[Written exercise]
Gather every line of the listing below that contains the word "water".

[Material supplied]
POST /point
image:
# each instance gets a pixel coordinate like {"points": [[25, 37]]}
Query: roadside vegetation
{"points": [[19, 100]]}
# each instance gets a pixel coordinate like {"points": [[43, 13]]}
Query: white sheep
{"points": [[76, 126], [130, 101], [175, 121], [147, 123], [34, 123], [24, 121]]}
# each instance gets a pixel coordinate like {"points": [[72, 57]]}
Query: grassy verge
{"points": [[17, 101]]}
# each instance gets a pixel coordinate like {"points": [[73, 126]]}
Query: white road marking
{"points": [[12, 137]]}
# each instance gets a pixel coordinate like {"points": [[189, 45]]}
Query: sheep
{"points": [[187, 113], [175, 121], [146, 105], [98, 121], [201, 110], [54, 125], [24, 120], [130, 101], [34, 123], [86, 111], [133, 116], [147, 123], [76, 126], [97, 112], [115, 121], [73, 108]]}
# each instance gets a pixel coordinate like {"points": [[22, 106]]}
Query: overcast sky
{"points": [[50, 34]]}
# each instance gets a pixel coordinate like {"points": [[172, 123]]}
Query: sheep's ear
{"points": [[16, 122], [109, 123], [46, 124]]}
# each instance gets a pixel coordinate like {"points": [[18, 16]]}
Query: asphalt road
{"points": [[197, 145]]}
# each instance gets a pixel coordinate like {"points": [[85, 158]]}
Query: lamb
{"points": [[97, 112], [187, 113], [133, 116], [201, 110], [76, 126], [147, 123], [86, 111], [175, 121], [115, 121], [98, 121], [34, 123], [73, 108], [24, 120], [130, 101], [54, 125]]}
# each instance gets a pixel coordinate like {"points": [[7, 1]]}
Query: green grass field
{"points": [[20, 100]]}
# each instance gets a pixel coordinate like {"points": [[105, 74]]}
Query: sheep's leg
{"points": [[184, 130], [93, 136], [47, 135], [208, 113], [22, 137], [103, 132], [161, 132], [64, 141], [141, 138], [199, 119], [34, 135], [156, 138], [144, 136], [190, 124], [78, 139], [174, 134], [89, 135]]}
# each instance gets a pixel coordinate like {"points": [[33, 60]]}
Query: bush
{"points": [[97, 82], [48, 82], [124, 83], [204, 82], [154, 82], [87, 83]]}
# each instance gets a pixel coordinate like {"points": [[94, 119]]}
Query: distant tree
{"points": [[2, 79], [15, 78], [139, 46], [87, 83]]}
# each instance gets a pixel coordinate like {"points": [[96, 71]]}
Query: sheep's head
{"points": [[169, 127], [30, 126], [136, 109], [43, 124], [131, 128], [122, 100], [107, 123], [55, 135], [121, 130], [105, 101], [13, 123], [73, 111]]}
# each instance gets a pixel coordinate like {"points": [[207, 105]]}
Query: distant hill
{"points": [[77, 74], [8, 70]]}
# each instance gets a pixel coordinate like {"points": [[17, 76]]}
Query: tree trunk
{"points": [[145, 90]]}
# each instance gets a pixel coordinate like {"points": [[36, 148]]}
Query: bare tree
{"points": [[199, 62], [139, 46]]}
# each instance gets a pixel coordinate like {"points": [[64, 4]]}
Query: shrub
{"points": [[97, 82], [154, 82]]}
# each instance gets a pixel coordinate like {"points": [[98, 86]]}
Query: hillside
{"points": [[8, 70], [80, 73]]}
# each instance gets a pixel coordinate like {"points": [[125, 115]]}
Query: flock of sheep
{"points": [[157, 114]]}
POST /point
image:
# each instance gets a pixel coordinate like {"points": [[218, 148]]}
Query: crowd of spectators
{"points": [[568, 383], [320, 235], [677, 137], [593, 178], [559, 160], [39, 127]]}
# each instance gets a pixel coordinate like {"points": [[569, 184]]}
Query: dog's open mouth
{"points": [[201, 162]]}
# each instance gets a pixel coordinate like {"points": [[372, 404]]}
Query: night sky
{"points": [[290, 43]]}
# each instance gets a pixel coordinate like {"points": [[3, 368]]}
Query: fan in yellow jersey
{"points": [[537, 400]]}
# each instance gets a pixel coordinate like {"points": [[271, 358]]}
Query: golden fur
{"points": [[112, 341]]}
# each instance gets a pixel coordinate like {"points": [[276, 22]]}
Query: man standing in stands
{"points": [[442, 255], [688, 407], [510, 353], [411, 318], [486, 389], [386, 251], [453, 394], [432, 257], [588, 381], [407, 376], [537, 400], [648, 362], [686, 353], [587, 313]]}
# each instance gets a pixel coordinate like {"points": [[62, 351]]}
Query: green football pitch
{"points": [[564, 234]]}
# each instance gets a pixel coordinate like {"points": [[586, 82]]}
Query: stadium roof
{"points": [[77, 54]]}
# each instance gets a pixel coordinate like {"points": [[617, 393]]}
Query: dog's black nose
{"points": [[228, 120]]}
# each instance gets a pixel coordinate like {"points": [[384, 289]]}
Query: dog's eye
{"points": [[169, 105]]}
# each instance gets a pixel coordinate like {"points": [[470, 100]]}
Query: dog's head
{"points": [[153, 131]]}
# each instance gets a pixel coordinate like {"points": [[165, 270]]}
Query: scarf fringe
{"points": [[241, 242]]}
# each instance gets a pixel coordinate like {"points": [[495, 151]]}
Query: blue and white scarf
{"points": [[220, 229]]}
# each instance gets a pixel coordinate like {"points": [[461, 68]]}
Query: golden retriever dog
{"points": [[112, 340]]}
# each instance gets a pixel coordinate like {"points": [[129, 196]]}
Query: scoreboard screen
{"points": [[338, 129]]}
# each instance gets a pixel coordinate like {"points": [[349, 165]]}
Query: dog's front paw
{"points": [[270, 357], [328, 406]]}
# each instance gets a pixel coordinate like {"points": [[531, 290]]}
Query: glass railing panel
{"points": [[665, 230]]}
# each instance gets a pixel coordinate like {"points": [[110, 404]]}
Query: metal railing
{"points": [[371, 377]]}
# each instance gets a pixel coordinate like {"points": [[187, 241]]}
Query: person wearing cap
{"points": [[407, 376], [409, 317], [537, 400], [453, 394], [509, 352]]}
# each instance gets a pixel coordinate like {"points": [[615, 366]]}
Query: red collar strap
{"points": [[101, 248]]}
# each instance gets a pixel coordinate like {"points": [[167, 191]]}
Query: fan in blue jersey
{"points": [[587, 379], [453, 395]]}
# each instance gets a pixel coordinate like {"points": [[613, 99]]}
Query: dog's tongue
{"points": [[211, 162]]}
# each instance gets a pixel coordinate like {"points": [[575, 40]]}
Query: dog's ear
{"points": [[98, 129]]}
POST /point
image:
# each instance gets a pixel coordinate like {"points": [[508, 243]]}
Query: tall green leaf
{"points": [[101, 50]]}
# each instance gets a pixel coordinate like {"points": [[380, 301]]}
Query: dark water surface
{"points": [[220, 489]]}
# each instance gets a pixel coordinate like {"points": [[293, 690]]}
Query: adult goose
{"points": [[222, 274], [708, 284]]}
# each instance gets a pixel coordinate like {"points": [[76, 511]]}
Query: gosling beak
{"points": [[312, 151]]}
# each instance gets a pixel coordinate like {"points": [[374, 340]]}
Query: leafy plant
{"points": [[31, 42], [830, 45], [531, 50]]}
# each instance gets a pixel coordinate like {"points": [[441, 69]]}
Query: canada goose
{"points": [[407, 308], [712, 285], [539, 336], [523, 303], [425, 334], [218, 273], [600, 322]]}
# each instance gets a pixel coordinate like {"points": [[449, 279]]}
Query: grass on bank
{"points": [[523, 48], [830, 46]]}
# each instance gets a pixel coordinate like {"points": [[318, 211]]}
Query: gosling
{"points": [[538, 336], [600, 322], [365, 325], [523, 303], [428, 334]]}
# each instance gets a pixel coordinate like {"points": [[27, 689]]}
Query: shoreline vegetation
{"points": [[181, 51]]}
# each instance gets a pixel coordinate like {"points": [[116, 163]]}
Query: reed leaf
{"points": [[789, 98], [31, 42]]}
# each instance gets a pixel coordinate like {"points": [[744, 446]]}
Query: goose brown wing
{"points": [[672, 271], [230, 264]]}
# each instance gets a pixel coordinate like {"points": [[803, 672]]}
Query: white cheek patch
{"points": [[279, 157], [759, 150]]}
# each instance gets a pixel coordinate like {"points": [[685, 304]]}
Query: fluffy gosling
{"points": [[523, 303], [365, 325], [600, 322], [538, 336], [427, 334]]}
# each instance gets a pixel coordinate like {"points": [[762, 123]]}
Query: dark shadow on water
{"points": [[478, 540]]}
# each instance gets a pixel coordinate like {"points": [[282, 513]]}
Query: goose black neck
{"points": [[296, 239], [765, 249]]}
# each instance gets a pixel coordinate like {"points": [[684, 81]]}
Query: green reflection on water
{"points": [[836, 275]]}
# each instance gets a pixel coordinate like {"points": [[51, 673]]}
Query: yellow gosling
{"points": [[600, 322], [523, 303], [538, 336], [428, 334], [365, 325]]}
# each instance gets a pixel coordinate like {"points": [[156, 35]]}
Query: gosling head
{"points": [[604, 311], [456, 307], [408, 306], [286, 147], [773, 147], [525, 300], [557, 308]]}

[Exercise solution]
Query: dark water surface
Query: dark shadow on water
Query: green reflection on water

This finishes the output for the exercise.